◆ Given entries ◆
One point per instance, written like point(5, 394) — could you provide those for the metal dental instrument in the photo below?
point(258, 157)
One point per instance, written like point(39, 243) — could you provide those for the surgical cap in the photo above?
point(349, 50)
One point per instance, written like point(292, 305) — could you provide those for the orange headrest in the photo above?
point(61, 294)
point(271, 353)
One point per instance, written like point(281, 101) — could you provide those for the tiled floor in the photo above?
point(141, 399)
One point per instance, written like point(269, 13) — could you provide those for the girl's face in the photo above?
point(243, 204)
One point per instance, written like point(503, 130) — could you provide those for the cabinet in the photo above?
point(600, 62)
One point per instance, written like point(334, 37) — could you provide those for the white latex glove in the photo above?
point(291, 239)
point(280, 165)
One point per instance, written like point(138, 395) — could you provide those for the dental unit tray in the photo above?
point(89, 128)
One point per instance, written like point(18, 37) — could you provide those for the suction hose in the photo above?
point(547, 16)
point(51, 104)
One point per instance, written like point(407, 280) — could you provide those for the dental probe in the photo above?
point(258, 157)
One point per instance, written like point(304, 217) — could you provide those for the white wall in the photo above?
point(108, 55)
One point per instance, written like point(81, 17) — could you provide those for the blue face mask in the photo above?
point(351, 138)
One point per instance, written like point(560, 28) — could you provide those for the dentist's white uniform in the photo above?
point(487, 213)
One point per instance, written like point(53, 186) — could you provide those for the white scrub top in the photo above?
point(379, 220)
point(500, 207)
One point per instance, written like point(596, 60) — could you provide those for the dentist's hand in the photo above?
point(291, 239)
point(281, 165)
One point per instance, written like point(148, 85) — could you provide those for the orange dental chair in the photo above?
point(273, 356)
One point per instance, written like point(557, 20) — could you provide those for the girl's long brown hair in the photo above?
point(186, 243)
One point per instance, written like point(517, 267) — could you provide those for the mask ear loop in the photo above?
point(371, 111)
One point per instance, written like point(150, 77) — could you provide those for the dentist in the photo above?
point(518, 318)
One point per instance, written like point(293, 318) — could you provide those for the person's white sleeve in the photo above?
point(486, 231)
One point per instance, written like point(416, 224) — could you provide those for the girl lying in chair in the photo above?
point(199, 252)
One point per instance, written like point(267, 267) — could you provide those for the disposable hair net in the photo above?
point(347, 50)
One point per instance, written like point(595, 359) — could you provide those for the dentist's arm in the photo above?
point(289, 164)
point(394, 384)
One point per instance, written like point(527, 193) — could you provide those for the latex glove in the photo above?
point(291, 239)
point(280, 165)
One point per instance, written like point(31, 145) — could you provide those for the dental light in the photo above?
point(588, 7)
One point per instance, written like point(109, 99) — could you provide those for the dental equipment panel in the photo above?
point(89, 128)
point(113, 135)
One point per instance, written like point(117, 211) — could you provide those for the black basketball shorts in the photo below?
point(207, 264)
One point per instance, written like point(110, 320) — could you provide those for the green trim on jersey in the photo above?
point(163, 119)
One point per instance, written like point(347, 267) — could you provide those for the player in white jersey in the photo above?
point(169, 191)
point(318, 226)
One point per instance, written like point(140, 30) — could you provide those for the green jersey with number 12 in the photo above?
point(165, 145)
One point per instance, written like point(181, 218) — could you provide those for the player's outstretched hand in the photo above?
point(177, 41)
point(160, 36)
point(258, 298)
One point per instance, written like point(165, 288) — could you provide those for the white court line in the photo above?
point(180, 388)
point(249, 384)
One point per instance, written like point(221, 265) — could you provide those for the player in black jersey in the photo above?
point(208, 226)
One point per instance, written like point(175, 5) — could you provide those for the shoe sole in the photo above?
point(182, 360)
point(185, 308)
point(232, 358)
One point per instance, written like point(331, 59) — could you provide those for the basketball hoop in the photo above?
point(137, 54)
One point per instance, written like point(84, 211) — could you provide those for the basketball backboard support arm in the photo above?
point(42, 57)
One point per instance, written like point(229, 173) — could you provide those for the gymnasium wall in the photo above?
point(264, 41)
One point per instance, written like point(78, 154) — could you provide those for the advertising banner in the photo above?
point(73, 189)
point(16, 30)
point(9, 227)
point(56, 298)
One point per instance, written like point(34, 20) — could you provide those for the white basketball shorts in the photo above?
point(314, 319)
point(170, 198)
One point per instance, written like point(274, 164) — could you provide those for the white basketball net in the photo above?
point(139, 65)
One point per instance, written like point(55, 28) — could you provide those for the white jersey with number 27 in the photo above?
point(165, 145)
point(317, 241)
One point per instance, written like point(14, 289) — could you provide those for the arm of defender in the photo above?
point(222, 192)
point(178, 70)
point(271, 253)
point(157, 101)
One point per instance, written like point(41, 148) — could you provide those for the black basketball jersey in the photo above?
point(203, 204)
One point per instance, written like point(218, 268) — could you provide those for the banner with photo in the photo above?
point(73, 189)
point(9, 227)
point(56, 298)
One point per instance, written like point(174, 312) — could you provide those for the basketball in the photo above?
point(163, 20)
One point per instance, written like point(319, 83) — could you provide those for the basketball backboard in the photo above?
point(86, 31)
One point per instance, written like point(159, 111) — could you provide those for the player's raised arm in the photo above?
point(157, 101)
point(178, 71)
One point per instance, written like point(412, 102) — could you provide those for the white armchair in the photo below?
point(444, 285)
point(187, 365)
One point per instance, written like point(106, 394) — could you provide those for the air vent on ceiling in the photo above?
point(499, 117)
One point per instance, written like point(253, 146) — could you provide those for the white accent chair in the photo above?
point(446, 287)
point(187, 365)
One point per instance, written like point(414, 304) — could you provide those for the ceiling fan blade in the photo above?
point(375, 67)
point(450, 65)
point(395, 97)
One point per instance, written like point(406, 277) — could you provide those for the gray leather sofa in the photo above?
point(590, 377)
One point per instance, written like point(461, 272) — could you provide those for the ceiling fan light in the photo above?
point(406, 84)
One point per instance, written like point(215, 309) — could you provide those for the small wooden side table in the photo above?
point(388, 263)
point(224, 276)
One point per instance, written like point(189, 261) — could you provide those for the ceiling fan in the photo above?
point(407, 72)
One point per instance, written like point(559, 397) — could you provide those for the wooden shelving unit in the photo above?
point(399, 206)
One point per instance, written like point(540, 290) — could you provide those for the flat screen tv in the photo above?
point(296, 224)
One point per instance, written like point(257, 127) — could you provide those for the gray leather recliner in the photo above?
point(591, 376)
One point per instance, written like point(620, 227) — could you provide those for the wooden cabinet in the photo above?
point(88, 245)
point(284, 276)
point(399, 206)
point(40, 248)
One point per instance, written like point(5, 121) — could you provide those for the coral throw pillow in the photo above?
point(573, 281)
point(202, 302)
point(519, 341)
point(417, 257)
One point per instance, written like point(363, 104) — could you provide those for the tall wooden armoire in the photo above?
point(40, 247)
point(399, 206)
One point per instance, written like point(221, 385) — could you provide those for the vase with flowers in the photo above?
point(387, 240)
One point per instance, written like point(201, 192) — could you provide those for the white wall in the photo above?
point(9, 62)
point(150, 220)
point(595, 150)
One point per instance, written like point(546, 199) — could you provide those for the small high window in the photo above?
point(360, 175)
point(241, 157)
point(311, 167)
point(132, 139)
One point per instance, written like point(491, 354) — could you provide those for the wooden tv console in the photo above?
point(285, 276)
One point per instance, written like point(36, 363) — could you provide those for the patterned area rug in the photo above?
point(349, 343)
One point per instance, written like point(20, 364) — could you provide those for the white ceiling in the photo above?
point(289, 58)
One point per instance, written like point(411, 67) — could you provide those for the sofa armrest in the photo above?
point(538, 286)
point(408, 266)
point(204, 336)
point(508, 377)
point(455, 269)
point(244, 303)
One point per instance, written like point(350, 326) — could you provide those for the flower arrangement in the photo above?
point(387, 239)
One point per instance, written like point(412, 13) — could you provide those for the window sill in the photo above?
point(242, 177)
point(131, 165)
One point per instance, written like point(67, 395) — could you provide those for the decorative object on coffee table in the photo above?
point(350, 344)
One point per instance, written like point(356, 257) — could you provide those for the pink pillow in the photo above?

◆ Written problem ◆
Copy the rows above word for word, from the line with "One point per instance, written like point(81, 17)" to the line with "point(273, 356)", including both of those lines.

◆ Exercise answer ◆
One point per instance, written like point(81, 17) — could you provide those for the blue face mask in the photo above?
point(351, 138)
One point per instance, written like point(560, 28) — could you provide those for the dentist's white uniform in the photo above?
point(487, 213)
One point per instance, written like point(53, 186) — could you provide those for the white scrub top in the photo above?
point(379, 220)
point(500, 207)
One point per instance, written like point(596, 60) — could you provide those for the dentist's hand in the photo above?
point(291, 239)
point(281, 165)
One point per instance, written like point(148, 85) — could you provide those for the orange dental chair in the photo above?
point(273, 356)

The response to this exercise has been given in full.